▶ [What to produce]
State how many lines in the entries below hold the string "distant", and give nothing besides that number.

*** Opening Records for processing ***

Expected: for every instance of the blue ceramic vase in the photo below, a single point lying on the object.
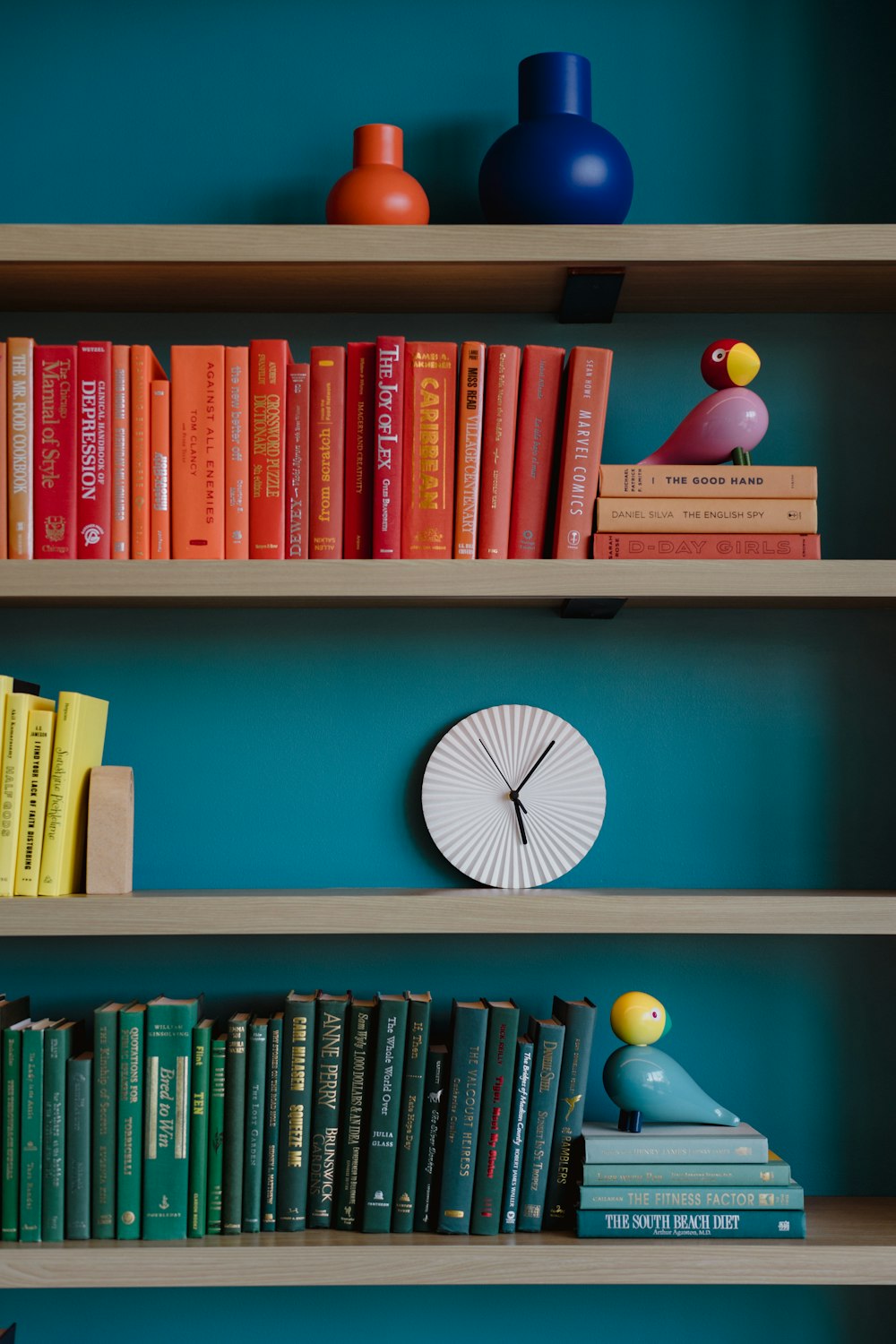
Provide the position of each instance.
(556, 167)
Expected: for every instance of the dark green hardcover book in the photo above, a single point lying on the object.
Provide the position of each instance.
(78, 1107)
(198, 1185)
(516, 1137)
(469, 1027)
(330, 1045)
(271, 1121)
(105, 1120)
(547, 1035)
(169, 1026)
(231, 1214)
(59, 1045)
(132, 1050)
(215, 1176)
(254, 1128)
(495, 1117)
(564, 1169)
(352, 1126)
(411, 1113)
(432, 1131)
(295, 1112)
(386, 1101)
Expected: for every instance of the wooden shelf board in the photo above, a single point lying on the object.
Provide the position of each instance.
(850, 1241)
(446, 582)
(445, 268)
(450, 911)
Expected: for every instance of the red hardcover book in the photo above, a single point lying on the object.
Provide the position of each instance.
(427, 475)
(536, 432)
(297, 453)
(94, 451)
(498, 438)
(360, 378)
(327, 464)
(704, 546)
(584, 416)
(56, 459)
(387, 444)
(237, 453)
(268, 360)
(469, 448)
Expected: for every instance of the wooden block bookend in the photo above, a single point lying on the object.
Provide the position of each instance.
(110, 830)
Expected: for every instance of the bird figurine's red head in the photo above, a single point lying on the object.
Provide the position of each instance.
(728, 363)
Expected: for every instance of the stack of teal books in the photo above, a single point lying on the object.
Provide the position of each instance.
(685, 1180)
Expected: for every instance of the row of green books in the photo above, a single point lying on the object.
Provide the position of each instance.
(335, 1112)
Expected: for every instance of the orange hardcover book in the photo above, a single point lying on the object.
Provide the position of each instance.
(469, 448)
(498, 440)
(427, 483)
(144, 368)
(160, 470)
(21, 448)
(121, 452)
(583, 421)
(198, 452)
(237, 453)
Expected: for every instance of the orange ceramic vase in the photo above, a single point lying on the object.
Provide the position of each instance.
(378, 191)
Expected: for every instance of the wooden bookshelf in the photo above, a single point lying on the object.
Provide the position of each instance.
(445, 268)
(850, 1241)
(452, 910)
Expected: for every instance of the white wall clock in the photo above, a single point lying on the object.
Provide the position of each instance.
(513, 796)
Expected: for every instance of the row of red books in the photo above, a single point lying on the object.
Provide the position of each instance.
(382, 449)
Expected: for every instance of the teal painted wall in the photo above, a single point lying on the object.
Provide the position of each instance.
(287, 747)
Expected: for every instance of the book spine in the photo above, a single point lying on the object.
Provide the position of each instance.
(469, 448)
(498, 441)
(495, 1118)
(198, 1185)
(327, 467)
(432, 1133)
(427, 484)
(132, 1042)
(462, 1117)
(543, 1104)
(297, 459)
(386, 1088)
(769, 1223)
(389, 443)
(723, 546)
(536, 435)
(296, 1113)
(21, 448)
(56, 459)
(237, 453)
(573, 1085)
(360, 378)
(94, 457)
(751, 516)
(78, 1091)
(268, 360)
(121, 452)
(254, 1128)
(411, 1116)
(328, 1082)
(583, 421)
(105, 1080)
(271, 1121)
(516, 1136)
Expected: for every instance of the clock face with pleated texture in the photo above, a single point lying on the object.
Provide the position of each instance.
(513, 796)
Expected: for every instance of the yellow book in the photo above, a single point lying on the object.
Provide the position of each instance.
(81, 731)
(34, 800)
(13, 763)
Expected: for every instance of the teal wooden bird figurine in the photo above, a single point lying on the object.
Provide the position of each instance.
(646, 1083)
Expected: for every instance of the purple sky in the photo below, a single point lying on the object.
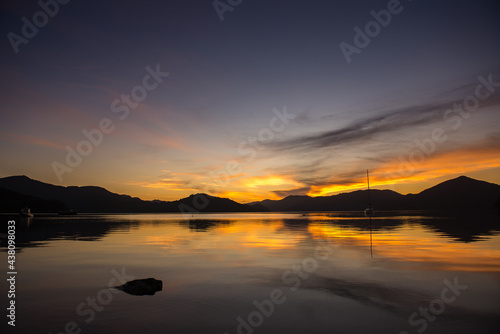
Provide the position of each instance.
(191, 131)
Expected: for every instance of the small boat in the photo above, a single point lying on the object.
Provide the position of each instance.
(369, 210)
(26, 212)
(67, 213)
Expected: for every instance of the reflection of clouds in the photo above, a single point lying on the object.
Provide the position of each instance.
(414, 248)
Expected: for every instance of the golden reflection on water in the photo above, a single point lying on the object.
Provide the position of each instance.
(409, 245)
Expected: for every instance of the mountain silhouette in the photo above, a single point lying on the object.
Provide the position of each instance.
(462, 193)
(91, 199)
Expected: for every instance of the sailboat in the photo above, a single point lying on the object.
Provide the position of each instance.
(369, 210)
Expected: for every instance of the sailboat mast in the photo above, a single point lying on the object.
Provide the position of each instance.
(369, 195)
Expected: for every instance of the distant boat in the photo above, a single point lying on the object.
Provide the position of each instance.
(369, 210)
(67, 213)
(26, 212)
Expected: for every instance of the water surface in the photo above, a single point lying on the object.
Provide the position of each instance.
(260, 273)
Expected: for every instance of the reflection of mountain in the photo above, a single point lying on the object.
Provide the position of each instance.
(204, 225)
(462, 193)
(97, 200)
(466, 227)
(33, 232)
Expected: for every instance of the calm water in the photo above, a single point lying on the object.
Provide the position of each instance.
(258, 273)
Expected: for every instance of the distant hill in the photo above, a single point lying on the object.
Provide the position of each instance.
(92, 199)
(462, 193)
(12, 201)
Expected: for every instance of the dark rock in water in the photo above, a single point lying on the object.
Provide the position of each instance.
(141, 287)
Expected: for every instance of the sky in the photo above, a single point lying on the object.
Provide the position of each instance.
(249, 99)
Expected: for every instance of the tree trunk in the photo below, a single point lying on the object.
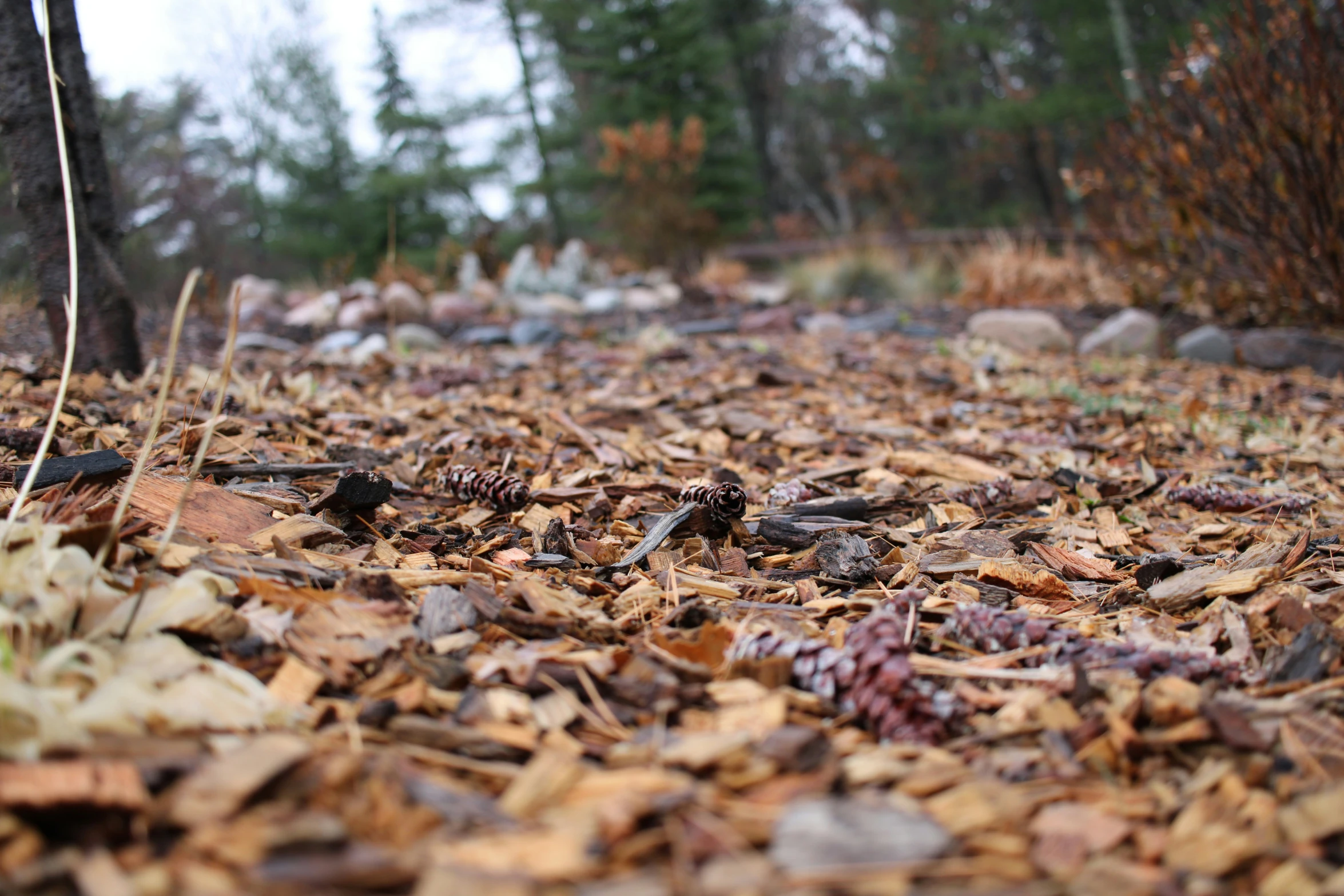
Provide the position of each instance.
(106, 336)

*** Closing Records for processing ***

▶ [Finished exercise]
2